## [EXERCISE]
Each line of the material below should be reproduced exactly.
------------
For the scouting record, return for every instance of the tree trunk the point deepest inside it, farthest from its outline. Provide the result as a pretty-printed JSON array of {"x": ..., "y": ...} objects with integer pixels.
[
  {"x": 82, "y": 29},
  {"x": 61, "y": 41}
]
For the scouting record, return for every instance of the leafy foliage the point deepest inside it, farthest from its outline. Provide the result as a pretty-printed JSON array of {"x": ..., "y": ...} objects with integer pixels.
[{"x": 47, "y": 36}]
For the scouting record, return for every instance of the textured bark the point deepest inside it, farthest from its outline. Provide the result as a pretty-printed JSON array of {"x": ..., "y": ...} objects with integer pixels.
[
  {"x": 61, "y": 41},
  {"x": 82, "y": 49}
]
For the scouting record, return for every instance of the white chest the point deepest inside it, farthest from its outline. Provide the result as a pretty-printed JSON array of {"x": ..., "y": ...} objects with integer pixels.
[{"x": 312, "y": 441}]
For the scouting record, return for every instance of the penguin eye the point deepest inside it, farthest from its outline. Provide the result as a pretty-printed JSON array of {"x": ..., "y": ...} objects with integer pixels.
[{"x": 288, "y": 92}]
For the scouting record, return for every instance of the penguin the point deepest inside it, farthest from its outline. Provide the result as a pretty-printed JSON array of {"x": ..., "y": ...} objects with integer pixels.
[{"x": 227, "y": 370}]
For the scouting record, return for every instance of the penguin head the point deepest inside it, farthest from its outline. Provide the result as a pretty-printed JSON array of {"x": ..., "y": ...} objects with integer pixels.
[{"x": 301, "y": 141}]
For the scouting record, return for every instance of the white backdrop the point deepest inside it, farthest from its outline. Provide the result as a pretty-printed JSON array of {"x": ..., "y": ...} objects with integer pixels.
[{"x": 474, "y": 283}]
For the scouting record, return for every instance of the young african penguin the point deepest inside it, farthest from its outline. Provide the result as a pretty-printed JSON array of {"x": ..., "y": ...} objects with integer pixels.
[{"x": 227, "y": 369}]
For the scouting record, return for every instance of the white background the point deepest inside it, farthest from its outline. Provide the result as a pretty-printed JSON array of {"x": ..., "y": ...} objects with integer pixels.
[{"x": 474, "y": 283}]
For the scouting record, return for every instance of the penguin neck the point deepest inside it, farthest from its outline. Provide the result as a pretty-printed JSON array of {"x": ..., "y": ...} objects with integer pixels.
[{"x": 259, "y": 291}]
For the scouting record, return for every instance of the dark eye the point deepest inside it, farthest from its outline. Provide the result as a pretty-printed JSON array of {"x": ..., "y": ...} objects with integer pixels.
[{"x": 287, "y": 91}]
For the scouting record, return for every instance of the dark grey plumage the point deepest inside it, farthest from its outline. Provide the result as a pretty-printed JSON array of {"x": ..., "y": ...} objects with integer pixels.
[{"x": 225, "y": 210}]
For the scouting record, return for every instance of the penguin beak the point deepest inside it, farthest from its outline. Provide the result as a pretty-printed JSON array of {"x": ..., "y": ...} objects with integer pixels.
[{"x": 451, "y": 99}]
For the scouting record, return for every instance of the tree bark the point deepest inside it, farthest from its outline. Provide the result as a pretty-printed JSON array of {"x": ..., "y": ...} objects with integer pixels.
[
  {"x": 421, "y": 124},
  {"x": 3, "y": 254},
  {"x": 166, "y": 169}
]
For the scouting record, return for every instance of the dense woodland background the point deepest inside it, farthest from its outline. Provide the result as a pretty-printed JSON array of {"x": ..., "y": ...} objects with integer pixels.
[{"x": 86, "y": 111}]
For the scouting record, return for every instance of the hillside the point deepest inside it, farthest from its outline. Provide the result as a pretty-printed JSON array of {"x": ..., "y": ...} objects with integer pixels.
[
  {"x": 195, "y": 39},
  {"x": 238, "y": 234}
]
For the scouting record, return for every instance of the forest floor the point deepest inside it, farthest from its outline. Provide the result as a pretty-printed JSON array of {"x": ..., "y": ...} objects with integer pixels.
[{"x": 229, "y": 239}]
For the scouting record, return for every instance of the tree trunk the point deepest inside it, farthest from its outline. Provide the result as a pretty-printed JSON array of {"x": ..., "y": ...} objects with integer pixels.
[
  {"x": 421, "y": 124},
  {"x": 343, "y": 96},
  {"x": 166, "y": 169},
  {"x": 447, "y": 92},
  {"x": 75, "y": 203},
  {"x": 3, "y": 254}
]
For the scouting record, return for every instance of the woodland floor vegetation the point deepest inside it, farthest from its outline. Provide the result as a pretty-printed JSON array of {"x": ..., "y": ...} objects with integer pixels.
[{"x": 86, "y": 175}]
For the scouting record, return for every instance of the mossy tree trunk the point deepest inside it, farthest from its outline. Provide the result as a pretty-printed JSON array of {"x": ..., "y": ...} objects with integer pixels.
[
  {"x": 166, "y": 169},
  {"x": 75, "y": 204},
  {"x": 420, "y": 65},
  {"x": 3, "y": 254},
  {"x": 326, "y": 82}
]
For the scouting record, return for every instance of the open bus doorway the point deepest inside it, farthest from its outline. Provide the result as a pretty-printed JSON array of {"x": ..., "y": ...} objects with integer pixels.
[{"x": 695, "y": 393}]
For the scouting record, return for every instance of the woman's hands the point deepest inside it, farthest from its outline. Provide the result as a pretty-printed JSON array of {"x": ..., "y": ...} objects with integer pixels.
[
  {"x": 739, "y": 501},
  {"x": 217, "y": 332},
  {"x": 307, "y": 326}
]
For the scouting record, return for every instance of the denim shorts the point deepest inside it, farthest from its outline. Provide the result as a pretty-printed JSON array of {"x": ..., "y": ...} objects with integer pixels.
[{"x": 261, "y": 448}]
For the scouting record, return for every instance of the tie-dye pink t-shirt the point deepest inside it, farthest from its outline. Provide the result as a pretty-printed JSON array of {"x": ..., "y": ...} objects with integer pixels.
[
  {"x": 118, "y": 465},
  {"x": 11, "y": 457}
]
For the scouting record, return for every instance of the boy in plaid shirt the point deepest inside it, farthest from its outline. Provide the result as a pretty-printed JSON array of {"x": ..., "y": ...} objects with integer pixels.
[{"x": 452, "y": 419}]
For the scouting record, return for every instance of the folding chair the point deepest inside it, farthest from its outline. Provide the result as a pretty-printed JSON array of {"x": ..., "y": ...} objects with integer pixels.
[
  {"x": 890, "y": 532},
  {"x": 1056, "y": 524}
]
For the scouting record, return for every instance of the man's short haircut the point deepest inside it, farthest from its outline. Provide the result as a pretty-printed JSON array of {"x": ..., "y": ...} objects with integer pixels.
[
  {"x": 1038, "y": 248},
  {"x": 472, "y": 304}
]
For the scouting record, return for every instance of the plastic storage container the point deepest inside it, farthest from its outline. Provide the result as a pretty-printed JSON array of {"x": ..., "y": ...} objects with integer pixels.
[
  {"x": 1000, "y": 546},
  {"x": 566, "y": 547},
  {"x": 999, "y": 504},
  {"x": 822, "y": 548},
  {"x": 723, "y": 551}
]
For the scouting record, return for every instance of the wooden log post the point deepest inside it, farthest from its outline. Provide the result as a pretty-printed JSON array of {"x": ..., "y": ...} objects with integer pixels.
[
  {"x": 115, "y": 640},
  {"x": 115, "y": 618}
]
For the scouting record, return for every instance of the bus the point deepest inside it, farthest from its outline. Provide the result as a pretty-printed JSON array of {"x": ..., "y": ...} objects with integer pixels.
------------
## [THE OUTPUT]
For the scouting record, return for every instance of the tree trunk the point deepest inside it, farthest from its outline. Provide the result as a pretty-printed JSON array of {"x": ..., "y": ...} objects with integer pixels.
[
  {"x": 82, "y": 29},
  {"x": 61, "y": 41}
]
For the scouting record, return for every instance of the leafy foliage the point deepest inside it, farthest from its outline. Provide the result as a pretty-printed JSON array of {"x": ..., "y": ...} objects with integer pixels.
[{"x": 47, "y": 36}]
For the scouting record, return for every instance of the textured bark the point deepest inside it, farthest from its outline. Provide the result as a pretty-printed JSON array of {"x": ..., "y": ...} objects with integer pixels.
[
  {"x": 61, "y": 41},
  {"x": 82, "y": 49}
]
For the scouting record, return for every instance of the white chest the point deepest inside it, farthest from its outline. Provide the result as a pretty-printed JSON array of {"x": ..., "y": ...} objects with integer pixels.
[{"x": 312, "y": 441}]
For the scouting record, return for every instance of the penguin eye the point deepest inside it, farthest from its outline. Provide the result as a pretty-printed JSON array of {"x": ..., "y": ...} objects with integer pixels.
[{"x": 288, "y": 92}]
For the scouting record, return for every instance of the penguin the point deepest inside it, farthest from its outline. Provide the result as a pretty-printed JSON array of {"x": ..., "y": ...} objects with integer pixels.
[{"x": 227, "y": 370}]
For the scouting record, return for every instance of the penguin head the point deepest inside it, farthest from its outline. Provide the result as a pretty-printed JSON array of {"x": ..., "y": ...} objects with integer pixels.
[{"x": 301, "y": 141}]
For the scouting record, return for every instance of the white backdrop the point deepest inside it, farthest from its outline. Provide the result as a pretty-printed JSON array of {"x": ..., "y": ...} objects with integer pixels.
[{"x": 474, "y": 283}]
For the scouting record, return for every instance of the young african penguin the point deepest inside it, farthest from its outline. Provide the result as a pretty-printed JSON array of {"x": ..., "y": ...} objects with integer pixels.
[{"x": 227, "y": 369}]
For the scouting record, return for every instance of the white background the point deepest inside it, farthest from its outline. Provide the result as a pretty-printed JSON array of {"x": ..., "y": ...} objects with integer pixels.
[{"x": 474, "y": 283}]
For the scouting record, return for every instance of the penguin neck the point deepest inside it, farthest from its outline. Provide the result as a pretty-printed JSON array of {"x": ..., "y": ...} objects with integer pixels.
[{"x": 259, "y": 291}]
For the scouting record, return for every instance of the dark eye the point deepest inside it, farthest from its outline. Provide the result as a pretty-printed JSON array of {"x": ..., "y": ...} objects with integer pixels.
[{"x": 287, "y": 91}]
For the scouting record, return for every instance of the dark grey plumage the point deepest inside it, farthest from its outline. Provide the result as a pretty-printed JSON array of {"x": ..., "y": ...} objects with integer pixels.
[{"x": 225, "y": 210}]
For the scouting record, return for every instance of the penguin beak the point deepest inside it, farthest from its outline. Provide the result as a pretty-printed JSON array of {"x": ..., "y": ...} objects with integer pixels.
[{"x": 451, "y": 99}]
For the scouting record, return for every instance of the tree bark the point deepest inside it, farthest from its outline. Provide the result as a pretty-printed JSON array of {"x": ..., "y": ...} objects with integer pixels.
[
  {"x": 421, "y": 124},
  {"x": 3, "y": 254},
  {"x": 166, "y": 169}
]
For the scouting record, return for every instance of the dense woodland background the point deepest inside it, farthest from its outline. Provide the result as a pretty-printed JSON array of {"x": ..., "y": ...} objects with integer pixels.
[{"x": 86, "y": 111}]
For the scouting record, return for every instance of the hillside the point deepest inside it, farthest from its outline. Provide the result as a pretty-printed JSON array of {"x": ..., "y": ...} objects with integer pixels.
[
  {"x": 195, "y": 39},
  {"x": 238, "y": 234}
]
For the scouting record, return for every instance of the forest floor the point deepest inside it, farthest from its outline. Provide the result as a pretty-printed JSON array of {"x": ..., "y": ...} objects with integer pixels.
[{"x": 229, "y": 239}]
For the scouting record, return for every instance of the tree trunk the point deepest inside it, farthest from its outline. Provide the result as a pretty-printed JSON array of {"x": ..., "y": ...} objects with integer pixels.
[
  {"x": 421, "y": 124},
  {"x": 343, "y": 96},
  {"x": 166, "y": 169},
  {"x": 447, "y": 92},
  {"x": 75, "y": 203},
  {"x": 3, "y": 254}
]
For the scouting record, return for every instance of the woodland floor vegetation the point deepest inside it, farthest from its outline. Provide the result as a pretty-printed JSON array of {"x": ..., "y": ...} objects with integer pixels.
[{"x": 86, "y": 175}]
For the scouting record, return for every instance of the mossy tree trunk the point deepest inside it, farthest from its outline. Provide the result as a pretty-printed JSON array of {"x": ..., "y": ...} objects with integer pixels.
[
  {"x": 166, "y": 169},
  {"x": 75, "y": 204},
  {"x": 420, "y": 65},
  {"x": 3, "y": 254},
  {"x": 326, "y": 82}
]
For the scouting record, return for every instance of the open bus doorway the point deepest inside it, farthest from its outline. Provide the result as a pretty-printed JSON array of {"x": ..., "y": ...} objects with integer pixels.
[{"x": 695, "y": 393}]
For the scouting record, return for every instance of the woman's hands the point deepest inside it, farthest from its outline. Provide the result as a pretty-printed JSON array of {"x": ..., "y": ...} objects with integer pixels.
[
  {"x": 739, "y": 501},
  {"x": 217, "y": 332},
  {"x": 307, "y": 326}
]
For the scouting record, return for every instance of the denim shorts the point deepest inside it, farthest from its outline. Provide the result as a pretty-printed JSON array of {"x": ..., "y": ...} objects with integer pixels.
[{"x": 261, "y": 448}]
For the scouting record, return for every instance of the tie-dye pink t-shirt the point deepest inside it, farthest from its outline. Provide the result as a pretty-printed JSON array of {"x": ..., "y": ...} objects with integer pixels.
[
  {"x": 118, "y": 465},
  {"x": 11, "y": 457}
]
For the scouting record, return for every instance of the boy in plaid shirt the point deepest inside it, farthest from its outline. Provide the result as a pretty-printed JSON array of {"x": ..., "y": ...} objects with integer pixels.
[{"x": 452, "y": 419}]
For the scouting record, return for every instance of the folding chair the point deepest inside it, farthest from its outline. Provide the result as a pretty-printed JSON array of {"x": ..., "y": ...} objects with integer pixels.
[
  {"x": 890, "y": 532},
  {"x": 1056, "y": 524}
]
For the scouting record, return for every instance of the man's short haircut the point deepest inside it, farthest from its outline. Provide the result as a pretty-printed JSON array of {"x": ..., "y": ...} objects with integer pixels.
[
  {"x": 1038, "y": 248},
  {"x": 472, "y": 304}
]
For the scouting record, return for every instance of the plastic storage container the point deepest inside it, farthest from its outline. Provide the result as a pretty-printed JSON array of {"x": ..., "y": ...} objects with integer pixels.
[
  {"x": 1000, "y": 546},
  {"x": 566, "y": 547},
  {"x": 999, "y": 504},
  {"x": 822, "y": 548},
  {"x": 723, "y": 551}
]
For the scouting record, return for every instance of the wooden log post the point deepest inside it, farthest from its outline. Provide the result as a pretty-printed JSON array of {"x": ..., "y": ...} objects with integer pixels.
[
  {"x": 115, "y": 640},
  {"x": 115, "y": 618}
]
For the scouting record, return for every instance of the bus the point deepest inside it, farthest from its outline. Provide the result as a pretty-printed JSON array of {"x": ..., "y": ...} objects with integer pixels.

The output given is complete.